GIVEN EXERCISE
Reproduce each line exactly. Skip none.

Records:
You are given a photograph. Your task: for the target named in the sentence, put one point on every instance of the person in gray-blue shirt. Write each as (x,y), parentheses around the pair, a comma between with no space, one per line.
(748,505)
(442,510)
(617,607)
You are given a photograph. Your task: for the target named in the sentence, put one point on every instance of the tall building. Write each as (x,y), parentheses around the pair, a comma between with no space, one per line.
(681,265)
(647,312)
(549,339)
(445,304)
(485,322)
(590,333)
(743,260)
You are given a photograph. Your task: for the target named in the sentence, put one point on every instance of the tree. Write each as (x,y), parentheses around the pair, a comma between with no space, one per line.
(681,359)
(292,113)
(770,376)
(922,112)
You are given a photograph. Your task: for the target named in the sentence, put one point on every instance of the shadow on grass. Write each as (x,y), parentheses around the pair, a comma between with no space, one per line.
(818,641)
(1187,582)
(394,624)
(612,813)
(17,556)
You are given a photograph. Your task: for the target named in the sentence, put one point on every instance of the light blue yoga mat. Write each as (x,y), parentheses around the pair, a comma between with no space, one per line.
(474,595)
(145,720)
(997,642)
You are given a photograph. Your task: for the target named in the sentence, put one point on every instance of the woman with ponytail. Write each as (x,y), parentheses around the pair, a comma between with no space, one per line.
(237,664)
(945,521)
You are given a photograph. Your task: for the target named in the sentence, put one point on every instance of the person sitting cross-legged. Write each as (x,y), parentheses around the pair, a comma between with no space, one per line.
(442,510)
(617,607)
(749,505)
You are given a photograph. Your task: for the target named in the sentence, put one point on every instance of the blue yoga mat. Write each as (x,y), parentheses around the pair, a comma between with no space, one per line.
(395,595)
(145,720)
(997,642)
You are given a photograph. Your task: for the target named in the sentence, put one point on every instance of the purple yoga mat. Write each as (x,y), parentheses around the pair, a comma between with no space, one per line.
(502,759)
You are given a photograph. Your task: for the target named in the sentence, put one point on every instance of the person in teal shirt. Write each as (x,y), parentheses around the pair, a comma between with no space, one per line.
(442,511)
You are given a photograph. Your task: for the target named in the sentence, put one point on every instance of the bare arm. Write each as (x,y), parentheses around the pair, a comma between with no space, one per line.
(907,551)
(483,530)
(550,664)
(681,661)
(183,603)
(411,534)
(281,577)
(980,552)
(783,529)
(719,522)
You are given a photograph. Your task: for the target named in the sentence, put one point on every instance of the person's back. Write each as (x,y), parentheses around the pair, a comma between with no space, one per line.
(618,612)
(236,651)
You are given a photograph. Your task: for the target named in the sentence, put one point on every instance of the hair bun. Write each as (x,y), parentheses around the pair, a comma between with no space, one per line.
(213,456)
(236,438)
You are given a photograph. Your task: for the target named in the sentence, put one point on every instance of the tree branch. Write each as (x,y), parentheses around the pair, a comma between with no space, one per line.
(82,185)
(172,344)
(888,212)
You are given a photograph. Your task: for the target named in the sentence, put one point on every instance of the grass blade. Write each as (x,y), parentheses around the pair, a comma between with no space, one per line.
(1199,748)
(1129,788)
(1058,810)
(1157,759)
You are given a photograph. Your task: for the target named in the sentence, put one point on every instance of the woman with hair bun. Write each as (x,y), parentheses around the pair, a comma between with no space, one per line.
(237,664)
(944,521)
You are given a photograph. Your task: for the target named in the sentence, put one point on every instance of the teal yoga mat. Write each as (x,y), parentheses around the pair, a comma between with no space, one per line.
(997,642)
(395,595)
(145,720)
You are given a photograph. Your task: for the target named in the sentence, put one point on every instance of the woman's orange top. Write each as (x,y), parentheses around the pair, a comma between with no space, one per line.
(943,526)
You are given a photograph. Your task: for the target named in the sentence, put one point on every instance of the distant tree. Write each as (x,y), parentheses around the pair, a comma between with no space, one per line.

FINISHED TASK
You are given a photograph. Your task: for the target named in the sentence, put one point on every instance of the person in gray-blue shirt. Write each as (x,y), parentheses around the pair, a comma between with no space, one per line.
(748,505)
(442,510)
(617,607)
You are given a photograph. Your task: for the target named in the sentence, put one point on every instance of the tall building. Write each as (x,y), parentheses around the pair, a comma between with no space, one per line.
(681,265)
(647,312)
(549,339)
(445,304)
(485,322)
(590,333)
(743,260)
You are given a photograph. Your task: for the target named in the sentence, put one point on every instance of the tree. Write each as (x,y), parentheses around the pair, a comma between with no space, one per line.
(681,359)
(292,113)
(770,376)
(922,112)
You are given a photograph. Your task: for the target named in the sentence, put one point on every instance of the shadow on grass. Write each as (x,y), parentheses around the pair, a comma between with no space, one per line.
(818,641)
(1187,582)
(394,624)
(612,813)
(17,556)
You are given a photograph. Your task: for the target named in the sentence, put one point on every instance of the light blue yoga mat. Write each as (x,y), parentheses around the pair, a comma between with no space, one per line.
(474,595)
(145,720)
(997,642)
You are given a photograph. Your task: for the target named in the sentence, put one point on every instance of the woman with ponytail. Write each as (x,y), parentheses around the pair, a comma between with no space, one per line.
(237,664)
(945,521)
You are given a photograph. Your task: for the target named in the sentence, put one point on every instance of the person sitting cross-legged. Write each as (x,y), parentheses around the pair, a comma between with no space, one per line.
(442,510)
(617,607)
(749,505)
You are given a photograph. Your task: for the target named in the sentence, put one point on every instance of the blue yoga mat. Write each as (x,y), parentheses around the pair, a comma between with no space, one per line.
(395,595)
(145,720)
(997,642)
You are given a photograph. Your task: for the target named in the sentence, put one point on every instance of the purple yoga mat. Write each as (x,y), parentheses around the pair, a comma between with no space, one per line.
(502,759)
You are given a photograph. Your task: for the target named in the sentence, put one point on every instance of the person in teal shirt. Write each as (x,y), parentheses around the pair, a comma between with no space, one per line.
(442,511)
You are given a photograph. Your task: for the target named in the sentence, put one point on every instance of the bare arm. Write each as (x,y), parentheses around the pair, a comma between with no space, one per line.
(907,551)
(483,530)
(550,664)
(681,661)
(183,603)
(411,534)
(281,577)
(980,552)
(783,529)
(719,522)
You are given a photograph. Your task: for the target named in the sentence, put one point on every instance of the person's back. Write each as (x,y), parentheses around the pair, a comma between with no space, one per line.
(618,612)
(236,651)
You are given a photograph. Your task: for the target named in the sentence, put one point on every instance of the hair bun. Write each as (x,y), parentheses around the pair, a comma between with no space, one per line.
(213,456)
(236,438)
You are given a photograph. Your task: for the target named in the sentence, put one point on every instance of the tree branch. Write each as (x,y), parentheses around the pair, a comma between with no space, one per line.
(82,185)
(172,344)
(888,212)
You are given a photograph. Your task: for the target named in the sentence, put one point on every instance of the grass blade. Write each as (x,y), parentheses around the pair, a comma between with no space, one per line.
(1199,748)
(1129,788)
(1058,810)
(1157,759)
You are given a photograph. Your task: for the target named in the sentence, put one point on every instance of the woman with hair bun. Write each as (x,y), parentheses around the pair, a comma between with no space, one per line.
(237,664)
(944,521)
You are given a photograph. Your task: for the target named in the sentence, put one point on every instance of the teal yoga mat. Write each as (x,y), parentheses around the pair, a comma between with no space, one per line.
(997,642)
(395,595)
(145,720)
You are given a photograph. Your task: for the target named in the sentence, put one point on every instance of the woman's orange top. Write each as (x,y), parentheses around the pair, a comma between with no space, one per line.
(943,526)
You are given a photograph. Your task: for the target named in the sentence, put one point on every instance of the distant tree. Write each as (x,y), parentheses around the pair, a comma between with no space, one per line.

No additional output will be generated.